_EXERCISE DIRECTIONS:_
Give back the whole listing exactly as shown.

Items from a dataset
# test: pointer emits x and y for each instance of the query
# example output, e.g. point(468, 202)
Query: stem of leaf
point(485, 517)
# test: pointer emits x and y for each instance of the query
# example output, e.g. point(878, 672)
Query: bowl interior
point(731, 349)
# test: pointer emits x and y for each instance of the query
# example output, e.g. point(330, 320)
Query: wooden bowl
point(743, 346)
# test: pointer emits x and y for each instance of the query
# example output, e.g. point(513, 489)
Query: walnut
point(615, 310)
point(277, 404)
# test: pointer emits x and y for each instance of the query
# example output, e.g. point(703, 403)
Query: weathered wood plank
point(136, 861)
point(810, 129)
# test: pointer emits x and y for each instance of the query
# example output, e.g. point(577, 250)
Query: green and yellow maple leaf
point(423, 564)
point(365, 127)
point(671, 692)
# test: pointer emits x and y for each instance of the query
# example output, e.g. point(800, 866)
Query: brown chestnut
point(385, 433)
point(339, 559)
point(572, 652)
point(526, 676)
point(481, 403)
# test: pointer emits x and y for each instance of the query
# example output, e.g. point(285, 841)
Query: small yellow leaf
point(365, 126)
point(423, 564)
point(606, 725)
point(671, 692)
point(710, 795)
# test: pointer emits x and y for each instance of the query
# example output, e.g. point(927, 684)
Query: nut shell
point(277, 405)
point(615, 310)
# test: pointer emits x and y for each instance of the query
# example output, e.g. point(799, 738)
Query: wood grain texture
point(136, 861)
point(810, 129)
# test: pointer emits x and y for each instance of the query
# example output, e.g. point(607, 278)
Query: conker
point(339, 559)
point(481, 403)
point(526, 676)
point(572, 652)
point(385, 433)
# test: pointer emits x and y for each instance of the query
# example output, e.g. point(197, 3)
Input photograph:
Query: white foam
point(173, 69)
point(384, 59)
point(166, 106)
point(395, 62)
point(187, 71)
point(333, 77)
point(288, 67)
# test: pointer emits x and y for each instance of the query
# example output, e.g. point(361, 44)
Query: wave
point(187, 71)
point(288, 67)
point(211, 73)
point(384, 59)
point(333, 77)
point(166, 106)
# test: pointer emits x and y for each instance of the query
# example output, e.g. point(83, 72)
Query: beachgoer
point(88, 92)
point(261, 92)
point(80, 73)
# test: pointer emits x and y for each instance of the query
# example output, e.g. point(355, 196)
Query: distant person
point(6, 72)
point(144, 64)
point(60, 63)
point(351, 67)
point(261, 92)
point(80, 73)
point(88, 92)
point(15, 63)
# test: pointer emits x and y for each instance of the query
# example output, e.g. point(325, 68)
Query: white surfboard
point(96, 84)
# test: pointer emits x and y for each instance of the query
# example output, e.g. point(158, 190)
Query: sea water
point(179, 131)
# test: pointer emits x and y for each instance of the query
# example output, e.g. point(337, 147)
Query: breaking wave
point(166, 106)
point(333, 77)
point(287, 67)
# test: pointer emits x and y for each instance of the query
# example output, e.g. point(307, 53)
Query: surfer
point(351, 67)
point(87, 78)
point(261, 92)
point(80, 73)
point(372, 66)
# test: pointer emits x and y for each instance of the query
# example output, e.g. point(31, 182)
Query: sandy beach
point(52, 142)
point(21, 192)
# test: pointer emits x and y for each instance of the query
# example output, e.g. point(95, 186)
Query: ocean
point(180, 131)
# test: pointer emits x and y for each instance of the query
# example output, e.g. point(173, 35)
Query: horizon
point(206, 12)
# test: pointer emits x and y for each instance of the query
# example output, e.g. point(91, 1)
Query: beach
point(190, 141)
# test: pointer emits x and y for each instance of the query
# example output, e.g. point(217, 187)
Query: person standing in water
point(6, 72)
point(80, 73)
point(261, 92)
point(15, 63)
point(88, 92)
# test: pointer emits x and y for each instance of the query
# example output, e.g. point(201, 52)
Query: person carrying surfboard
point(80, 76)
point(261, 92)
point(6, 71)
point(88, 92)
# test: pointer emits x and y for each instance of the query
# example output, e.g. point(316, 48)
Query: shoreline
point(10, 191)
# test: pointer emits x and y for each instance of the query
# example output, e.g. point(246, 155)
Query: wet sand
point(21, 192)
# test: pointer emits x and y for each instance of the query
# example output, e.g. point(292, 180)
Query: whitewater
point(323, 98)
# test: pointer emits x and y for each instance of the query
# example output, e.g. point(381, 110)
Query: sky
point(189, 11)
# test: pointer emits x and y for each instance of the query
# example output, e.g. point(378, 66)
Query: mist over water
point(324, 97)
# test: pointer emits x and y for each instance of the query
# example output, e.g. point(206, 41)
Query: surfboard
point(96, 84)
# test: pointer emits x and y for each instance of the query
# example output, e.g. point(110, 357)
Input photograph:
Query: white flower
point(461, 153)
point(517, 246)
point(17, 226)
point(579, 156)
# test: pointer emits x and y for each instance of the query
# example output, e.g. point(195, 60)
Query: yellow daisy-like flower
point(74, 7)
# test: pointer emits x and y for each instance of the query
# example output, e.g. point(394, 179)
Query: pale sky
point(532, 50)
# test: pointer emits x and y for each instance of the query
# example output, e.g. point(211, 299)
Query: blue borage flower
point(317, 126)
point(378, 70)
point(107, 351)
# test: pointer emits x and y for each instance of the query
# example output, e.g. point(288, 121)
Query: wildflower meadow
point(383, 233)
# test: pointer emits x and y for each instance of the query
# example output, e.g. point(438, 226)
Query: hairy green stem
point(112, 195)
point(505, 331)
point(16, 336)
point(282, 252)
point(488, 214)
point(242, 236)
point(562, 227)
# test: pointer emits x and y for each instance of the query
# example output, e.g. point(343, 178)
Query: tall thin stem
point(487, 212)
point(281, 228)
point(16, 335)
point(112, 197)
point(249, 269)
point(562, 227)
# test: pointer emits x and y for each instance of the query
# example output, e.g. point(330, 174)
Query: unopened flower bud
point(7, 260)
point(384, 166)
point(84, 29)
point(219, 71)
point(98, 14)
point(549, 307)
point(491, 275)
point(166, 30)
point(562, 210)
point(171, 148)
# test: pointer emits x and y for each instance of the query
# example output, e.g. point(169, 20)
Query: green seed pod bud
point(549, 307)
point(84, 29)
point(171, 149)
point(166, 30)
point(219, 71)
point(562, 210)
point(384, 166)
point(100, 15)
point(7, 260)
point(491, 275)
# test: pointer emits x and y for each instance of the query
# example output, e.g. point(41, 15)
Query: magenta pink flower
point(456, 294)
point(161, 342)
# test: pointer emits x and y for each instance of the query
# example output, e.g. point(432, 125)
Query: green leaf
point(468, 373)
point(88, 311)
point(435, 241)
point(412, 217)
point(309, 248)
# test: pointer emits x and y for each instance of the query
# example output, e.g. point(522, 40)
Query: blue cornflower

_WRITTEN ANSWER:_
# test: pointer emits x and y for each instance of the query
# example output, e.g. point(468, 202)
Query: stem of leaf
point(485, 517)
# test: pointer emits x and y for each instance of the query
# example output, e.g. point(878, 672)
Query: bowl interior
point(731, 349)
# test: pointer emits x and y for each instance of the query
# example output, e.g. point(330, 320)
Query: wooden bowl
point(743, 346)
# test: pointer emits x and y for each instance of the query
# example output, e.g. point(513, 489)
Query: walnut
point(615, 310)
point(277, 404)
# test: pointer emits x and y for each instance of the query
# example output, e.g. point(703, 403)
Query: weathered wood plank
point(136, 861)
point(810, 129)
# test: pointer emits x and y for each instance of the query
# example output, e.g. point(577, 250)
Query: green and yellow maple leaf
point(423, 564)
point(365, 127)
point(671, 692)
# test: pointer emits x and y for each instance of the query
# example output, e.g. point(800, 866)
Query: brown chestnut
point(385, 433)
point(339, 559)
point(572, 652)
point(526, 676)
point(481, 403)
# test: pointer emits x and y for each instance of the query
# example output, e.g. point(285, 841)
Query: small yellow leaf
point(365, 126)
point(423, 564)
point(606, 725)
point(671, 692)
point(710, 795)
# test: pointer emits x and y for each instance of the query
# example output, e.g. point(927, 684)
Query: nut shell
point(277, 405)
point(615, 310)
# test: pointer emits x and y for each instance of the query
# example output, e.g. point(799, 738)
Query: wood grain texture
point(136, 861)
point(810, 129)
# test: pointer emits x and y for each instance of the query
# example output, e.g. point(607, 278)
Query: conker
point(339, 559)
point(481, 403)
point(526, 676)
point(572, 652)
point(385, 433)
# test: pointer emits x and y for each instance of the query
# example output, e.g. point(197, 3)
Input photograph:
Query: white foam
point(173, 69)
point(384, 59)
point(166, 106)
point(395, 62)
point(187, 71)
point(333, 77)
point(288, 67)
# test: pointer emits x and y for each instance of the query
# example output, e.g. point(361, 44)
Query: wave
point(187, 71)
point(288, 67)
point(211, 73)
point(384, 59)
point(333, 77)
point(166, 106)
# test: pointer emits x and y for each instance of the query
# example output, e.g. point(83, 72)
Query: beachgoer
point(88, 92)
point(261, 92)
point(80, 73)
# test: pointer emits x and y for each instance of the query
# example output, e.g. point(355, 196)
Query: distant person
point(6, 72)
point(144, 64)
point(60, 63)
point(351, 67)
point(261, 92)
point(80, 73)
point(88, 92)
point(15, 63)
# test: pointer emits x and y for each instance of the query
# example output, e.g. point(325, 68)
Query: white surfboard
point(96, 84)
# test: pointer emits x and y for each instance of the query
# example output, e.g. point(158, 190)
Query: sea water
point(179, 131)
# test: pointer emits x and y for each instance of the query
# example output, e.g. point(337, 147)
Query: breaking wave
point(166, 106)
point(333, 77)
point(287, 67)
# test: pointer emits x and y for each instance of the query
# example output, e.g. point(307, 53)
Query: surfer
point(351, 67)
point(87, 78)
point(261, 92)
point(80, 73)
point(372, 66)
# test: pointer emits x and y for each instance of the query
# example output, e.g. point(31, 182)
Query: sandy beach
point(52, 142)
point(21, 192)
# test: pointer emits x and y for each instance of the query
# example output, e.g. point(95, 186)
Query: ocean
point(180, 131)
# test: pointer emits x and y for each instance of the query
# example output, e.g. point(173, 35)
Query: horizon
point(206, 12)
# test: pointer emits x and y for each instance of the query
# example output, e.g. point(91, 1)
Query: beach
point(190, 141)
# test: pointer emits x and y for each instance of the query
# example output, e.g. point(217, 187)
Query: person standing in water
point(6, 72)
point(80, 73)
point(261, 92)
point(15, 63)
point(88, 92)
# test: pointer emits x and y for each instance of the query
# example output, e.g. point(201, 52)
Query: person carrying surfboard
point(80, 76)
point(261, 92)
point(6, 71)
point(88, 92)
# test: pointer emits x and y for each instance of the query
# example output, e.g. point(316, 48)
Query: shoreline
point(10, 191)
# test: pointer emits x and y for each instance of the query
# example output, e.g. point(246, 155)
Query: wet sand
point(21, 192)
# test: pointer emits x and y for each instance of the query
# example output, e.g. point(292, 180)
Query: whitewater
point(323, 98)
# test: pointer emits x and y for each instance of the query
# example output, e.g. point(381, 110)
Query: sky
point(189, 11)
# test: pointer emits x and y for each instance of the query
# example output, e.g. point(378, 66)
Query: mist over water
point(324, 97)
# test: pointer emits x and y for each instance of the query
# example output, e.g. point(206, 41)
Query: surfboard
point(96, 84)
# test: pointer emits x and y for each instance of the query
# example output, e.g. point(110, 357)
Input photograph:
Query: white flower
point(461, 153)
point(517, 246)
point(17, 226)
point(579, 156)
# test: pointer emits x and y for each instance of the query
# example output, e.g. point(195, 60)
Query: yellow daisy-like flower
point(74, 7)
# test: pointer emits x and y for each instance of the query
# example output, e.g. point(394, 179)
Query: pale sky
point(532, 50)
# test: pointer emits x and y for each instance of the query
# example output, e.g. point(211, 299)
Query: blue borage flower
point(317, 126)
point(378, 70)
point(107, 351)
# test: pointer emits x and y for each instance of the query
# example output, e.g. point(288, 121)
Query: wildflower meadow
point(383, 233)
# test: pointer emits x and y for each instance of the query
# example output, e.g. point(438, 226)
Query: hairy green stem
point(112, 195)
point(505, 331)
point(16, 336)
point(282, 252)
point(488, 214)
point(242, 236)
point(562, 227)
# test: pointer emits x and y for each instance of the query
# example output, e.g. point(343, 178)
Query: tall thin stem
point(487, 212)
point(281, 228)
point(16, 335)
point(112, 197)
point(249, 269)
point(562, 227)
# test: pointer emits x and y for each instance of the query
# example output, e.g. point(330, 174)
Query: unopened flower bud
point(7, 260)
point(384, 166)
point(84, 29)
point(219, 71)
point(98, 14)
point(549, 307)
point(491, 275)
point(166, 30)
point(562, 210)
point(171, 148)
# test: pointer emits x and y for each instance of the query
# example output, e.g. point(169, 20)
Query: green seed pod bud
point(549, 307)
point(84, 29)
point(171, 149)
point(166, 30)
point(219, 71)
point(562, 210)
point(384, 166)
point(100, 15)
point(7, 260)
point(491, 275)
# test: pointer emits x and y for each instance of the query
# example output, e.g. point(41, 15)
Query: magenta pink flower
point(456, 294)
point(161, 342)
# test: pointer emits x and y for each instance of the query
# example output, e.g. point(432, 125)
Query: green leaf
point(468, 373)
point(88, 311)
point(435, 241)
point(412, 217)
point(309, 248)
# test: pointer emits x and y for each instance of the query
# example output, e.g. point(522, 40)
Query: blue cornflower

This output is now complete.